The Low-Cost Aerial Target, or LOCAT, was designed as an inexpensive target rocket for use by the United States Army during the late 1960s. The missile was tested by the U.S. Army, but failed to win a production contract.

==Design and development==
Developed by Philco-Ford in the late 1960s, the LOCAT rocket was intended to be a high-speed, low-cost expendable target rocket for use in the air defense training role, being used in training exercises for anti-aircraft gunners and missile operators by the U.S. Army.

Intended to be extremely simple and inexpensive in its construction, the fuselage tube of LOCAT was constructed from rolled paper tubing, while the rocket's stabilising fins were made of molded plastic. An aluminum coating was applied as a surfacing to enhance the rocket's radar signature, and three solid-fuel rockets of the type used by Folding-Fin Aerial Rockets were used for propulsion.

## [Data for review]

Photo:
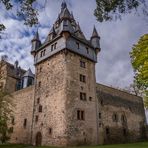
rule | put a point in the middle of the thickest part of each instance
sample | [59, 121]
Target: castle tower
[65, 105]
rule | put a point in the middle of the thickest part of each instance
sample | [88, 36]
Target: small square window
[82, 64]
[82, 96]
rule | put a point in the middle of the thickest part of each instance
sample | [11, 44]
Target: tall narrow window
[38, 100]
[25, 123]
[82, 96]
[82, 64]
[78, 45]
[39, 84]
[36, 118]
[80, 115]
[82, 78]
[107, 131]
[50, 131]
[40, 108]
[87, 50]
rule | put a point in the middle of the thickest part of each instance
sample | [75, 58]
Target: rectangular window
[52, 47]
[82, 78]
[80, 115]
[39, 84]
[87, 50]
[36, 118]
[40, 108]
[82, 64]
[38, 100]
[78, 45]
[82, 96]
[99, 115]
[25, 123]
[50, 131]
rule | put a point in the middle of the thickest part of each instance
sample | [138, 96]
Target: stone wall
[80, 132]
[50, 95]
[23, 110]
[113, 105]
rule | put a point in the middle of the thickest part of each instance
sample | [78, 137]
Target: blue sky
[117, 38]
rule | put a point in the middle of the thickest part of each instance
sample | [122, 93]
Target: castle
[62, 104]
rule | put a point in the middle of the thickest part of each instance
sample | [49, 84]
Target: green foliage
[139, 59]
[5, 116]
[107, 10]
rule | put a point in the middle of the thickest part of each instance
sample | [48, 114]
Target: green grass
[133, 145]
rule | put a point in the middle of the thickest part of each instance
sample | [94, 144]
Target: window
[11, 130]
[39, 84]
[99, 115]
[43, 53]
[123, 119]
[80, 115]
[25, 123]
[38, 100]
[82, 78]
[82, 64]
[124, 132]
[12, 121]
[50, 131]
[87, 50]
[115, 117]
[36, 118]
[83, 96]
[54, 46]
[107, 131]
[90, 98]
[78, 45]
[40, 108]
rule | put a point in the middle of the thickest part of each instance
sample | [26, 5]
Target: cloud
[113, 67]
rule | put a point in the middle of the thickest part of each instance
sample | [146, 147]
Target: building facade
[62, 104]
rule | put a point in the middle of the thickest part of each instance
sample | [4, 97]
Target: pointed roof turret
[95, 33]
[28, 73]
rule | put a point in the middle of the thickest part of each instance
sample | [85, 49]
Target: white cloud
[117, 38]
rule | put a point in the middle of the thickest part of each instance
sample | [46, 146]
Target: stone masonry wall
[23, 109]
[50, 94]
[80, 132]
[113, 102]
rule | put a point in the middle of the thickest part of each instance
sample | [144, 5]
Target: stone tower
[65, 104]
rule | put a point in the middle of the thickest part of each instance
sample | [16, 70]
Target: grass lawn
[133, 145]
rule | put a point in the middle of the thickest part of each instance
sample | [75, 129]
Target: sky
[117, 38]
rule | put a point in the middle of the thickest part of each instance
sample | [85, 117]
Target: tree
[113, 9]
[5, 116]
[139, 59]
[25, 12]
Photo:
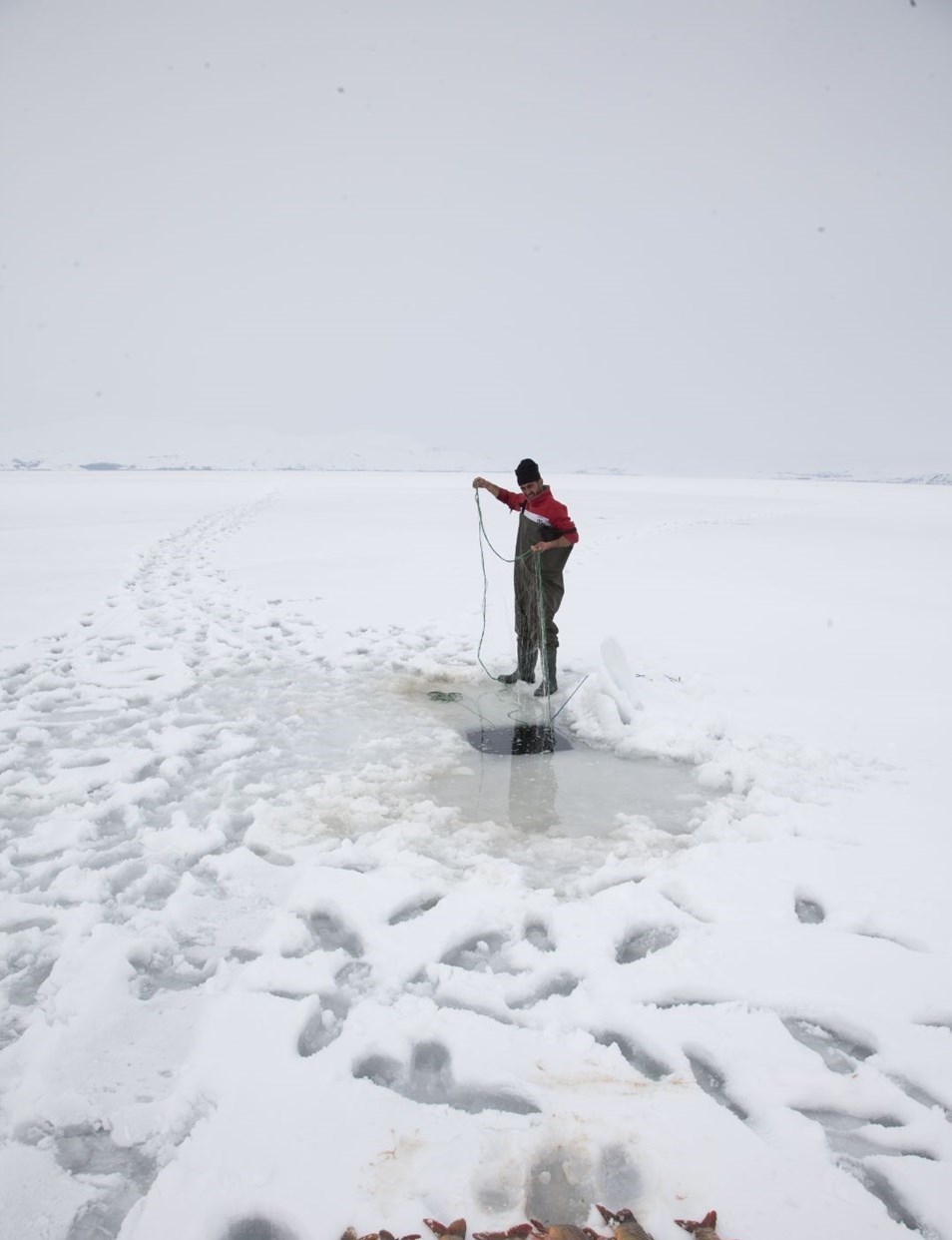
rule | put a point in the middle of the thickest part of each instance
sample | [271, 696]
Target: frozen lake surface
[528, 775]
[282, 951]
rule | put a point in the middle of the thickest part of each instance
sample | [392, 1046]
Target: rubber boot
[549, 685]
[525, 669]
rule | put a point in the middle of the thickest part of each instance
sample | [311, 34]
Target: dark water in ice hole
[533, 778]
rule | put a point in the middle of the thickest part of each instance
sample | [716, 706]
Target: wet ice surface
[282, 951]
[530, 775]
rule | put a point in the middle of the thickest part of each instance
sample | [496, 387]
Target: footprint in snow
[808, 912]
[838, 1051]
[640, 1059]
[645, 942]
[256, 1228]
[713, 1082]
[414, 910]
[843, 1136]
[428, 1079]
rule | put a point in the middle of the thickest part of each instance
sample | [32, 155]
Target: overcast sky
[708, 235]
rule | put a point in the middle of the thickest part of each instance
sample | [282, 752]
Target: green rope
[539, 599]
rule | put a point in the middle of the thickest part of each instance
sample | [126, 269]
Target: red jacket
[544, 510]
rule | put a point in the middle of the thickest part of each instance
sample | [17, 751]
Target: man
[547, 531]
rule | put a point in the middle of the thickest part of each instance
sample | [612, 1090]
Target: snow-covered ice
[282, 952]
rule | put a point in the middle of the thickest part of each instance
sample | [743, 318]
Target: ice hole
[572, 792]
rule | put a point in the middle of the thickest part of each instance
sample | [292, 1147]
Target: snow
[282, 952]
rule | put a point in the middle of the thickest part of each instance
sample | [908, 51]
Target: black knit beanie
[527, 471]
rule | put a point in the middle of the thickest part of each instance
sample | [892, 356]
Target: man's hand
[562, 541]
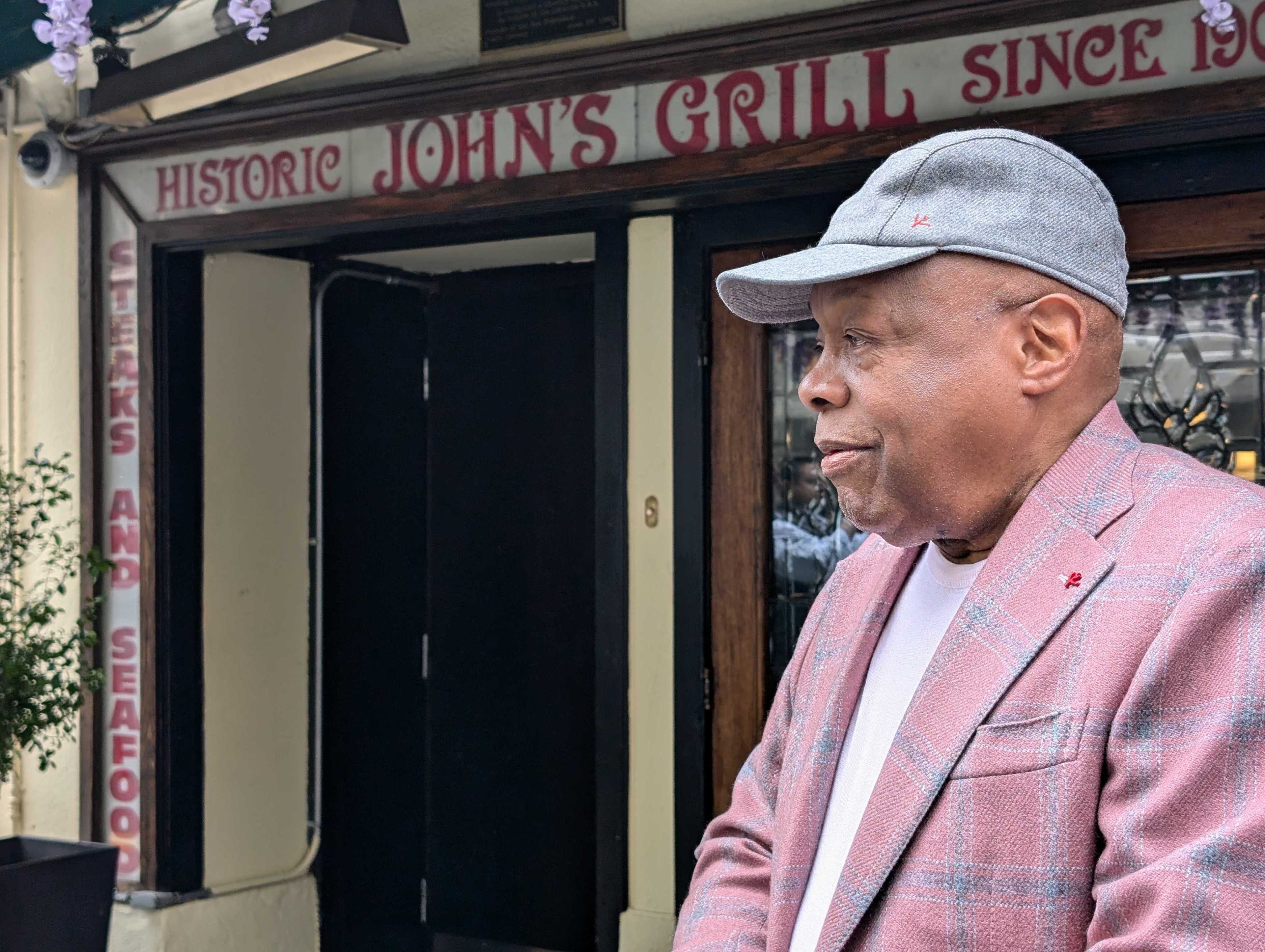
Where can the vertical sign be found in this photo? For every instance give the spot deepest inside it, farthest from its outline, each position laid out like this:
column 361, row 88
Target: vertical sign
column 121, row 539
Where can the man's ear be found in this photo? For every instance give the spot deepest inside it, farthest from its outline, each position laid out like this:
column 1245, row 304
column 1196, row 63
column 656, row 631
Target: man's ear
column 1054, row 334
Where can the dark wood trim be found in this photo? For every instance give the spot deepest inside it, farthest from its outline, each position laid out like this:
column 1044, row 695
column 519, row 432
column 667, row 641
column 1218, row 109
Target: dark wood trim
column 1215, row 226
column 610, row 569
column 90, row 486
column 576, row 72
column 117, row 194
column 173, row 501
column 695, row 238
column 150, row 810
column 739, row 503
column 1229, row 110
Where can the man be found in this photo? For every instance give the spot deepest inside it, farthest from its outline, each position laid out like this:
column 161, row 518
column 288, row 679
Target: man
column 1029, row 714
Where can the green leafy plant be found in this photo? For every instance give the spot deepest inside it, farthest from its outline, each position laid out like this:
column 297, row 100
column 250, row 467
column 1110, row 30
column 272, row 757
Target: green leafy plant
column 42, row 649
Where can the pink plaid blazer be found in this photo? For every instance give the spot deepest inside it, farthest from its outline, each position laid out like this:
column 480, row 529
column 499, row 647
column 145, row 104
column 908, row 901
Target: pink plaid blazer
column 1082, row 767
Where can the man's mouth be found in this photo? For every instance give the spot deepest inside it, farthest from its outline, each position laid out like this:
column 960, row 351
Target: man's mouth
column 837, row 456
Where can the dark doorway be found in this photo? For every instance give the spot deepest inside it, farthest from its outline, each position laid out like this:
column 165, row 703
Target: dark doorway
column 460, row 613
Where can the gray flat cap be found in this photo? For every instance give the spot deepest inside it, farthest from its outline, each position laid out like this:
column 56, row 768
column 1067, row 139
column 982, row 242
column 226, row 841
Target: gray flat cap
column 995, row 193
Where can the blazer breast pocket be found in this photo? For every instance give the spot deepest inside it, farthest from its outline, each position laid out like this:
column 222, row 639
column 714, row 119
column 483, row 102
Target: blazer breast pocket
column 1020, row 747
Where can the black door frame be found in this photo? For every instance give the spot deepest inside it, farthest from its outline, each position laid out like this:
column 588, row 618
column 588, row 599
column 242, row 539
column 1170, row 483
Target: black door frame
column 175, row 319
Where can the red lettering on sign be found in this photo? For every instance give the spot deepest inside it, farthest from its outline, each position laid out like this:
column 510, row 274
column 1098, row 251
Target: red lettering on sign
column 974, row 65
column 121, row 253
column 1060, row 68
column 538, row 140
column 818, row 123
column 123, row 438
column 123, row 644
column 125, row 822
column 1223, row 40
column 696, row 92
column 125, row 784
column 1135, row 50
column 466, row 149
column 1254, row 32
column 169, row 189
column 308, row 170
column 256, row 173
column 880, row 118
column 123, row 747
column 123, row 327
column 1095, row 42
column 585, row 126
column 284, row 171
column 743, row 94
column 382, row 185
column 229, row 169
column 212, row 190
column 786, row 102
column 125, row 538
column 123, row 679
column 125, row 716
column 446, row 160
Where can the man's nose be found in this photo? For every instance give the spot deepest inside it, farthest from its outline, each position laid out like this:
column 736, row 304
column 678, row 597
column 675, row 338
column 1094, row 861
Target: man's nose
column 824, row 387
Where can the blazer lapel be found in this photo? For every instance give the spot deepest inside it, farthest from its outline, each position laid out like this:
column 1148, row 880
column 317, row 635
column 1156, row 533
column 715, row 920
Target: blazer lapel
column 1025, row 592
column 837, row 667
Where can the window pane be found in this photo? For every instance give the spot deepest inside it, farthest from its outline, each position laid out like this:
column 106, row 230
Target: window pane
column 1191, row 372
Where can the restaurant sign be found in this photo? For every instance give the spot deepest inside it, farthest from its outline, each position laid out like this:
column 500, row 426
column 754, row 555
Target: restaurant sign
column 1111, row 55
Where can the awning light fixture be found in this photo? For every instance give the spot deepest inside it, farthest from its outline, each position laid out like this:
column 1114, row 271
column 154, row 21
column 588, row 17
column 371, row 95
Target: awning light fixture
column 316, row 37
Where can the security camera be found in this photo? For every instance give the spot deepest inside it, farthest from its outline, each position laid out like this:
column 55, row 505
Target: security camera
column 45, row 161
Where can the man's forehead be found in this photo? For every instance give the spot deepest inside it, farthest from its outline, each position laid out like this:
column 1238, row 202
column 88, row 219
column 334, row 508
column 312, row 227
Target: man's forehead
column 862, row 291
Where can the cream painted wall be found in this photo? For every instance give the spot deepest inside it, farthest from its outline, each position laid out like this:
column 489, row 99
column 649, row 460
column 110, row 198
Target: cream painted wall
column 649, row 922
column 40, row 404
column 255, row 573
column 280, row 918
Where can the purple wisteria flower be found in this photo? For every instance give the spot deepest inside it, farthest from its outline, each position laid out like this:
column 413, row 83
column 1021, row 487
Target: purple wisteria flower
column 1219, row 14
column 66, row 30
column 251, row 12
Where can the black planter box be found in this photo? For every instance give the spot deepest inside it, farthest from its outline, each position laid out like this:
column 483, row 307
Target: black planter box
column 55, row 896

## [Work task A]
Starting at the words "The Low-Cost Aerial" and stopping after "a production contract.", rewrite the LOCAT passage with "target missile" in place of "target rocket".
## [Work task B]
According to the LOCAT passage, what materials were used to make or coat the rocket?
## [Work task C]
Continue the LOCAT passage, starting after its last sentence.

## [Task answer A]
The Low-Cost Aerial Target, or LOCAT, was designed as an inexpensive target missile for use by the United States Army during the late 1960s. The missile was tested by the U.S. Army, but failed to win a production contract.

## [Task answer B]
Rolled paper tubing, molded plastic, and aluminum.

## [Task answer C]
==Operational history==
Forty examples of the LOCAT rocket were ordered by the United States Army during 1969, for operational evaluation to determine if they were suitable in the target-drone role. The contract included an option for ordering production quantities if the rocket was considered acceptable for service. Although LOCAT proved to be reasonably satisfactory in the Army's testing, and it was estimated that, even when compared to reusable drones, LOCAT offered a 50% savings in cost over other methods of target training, no production contract was placed, the MTR-15 BATS being judged superior for the Army's purposes.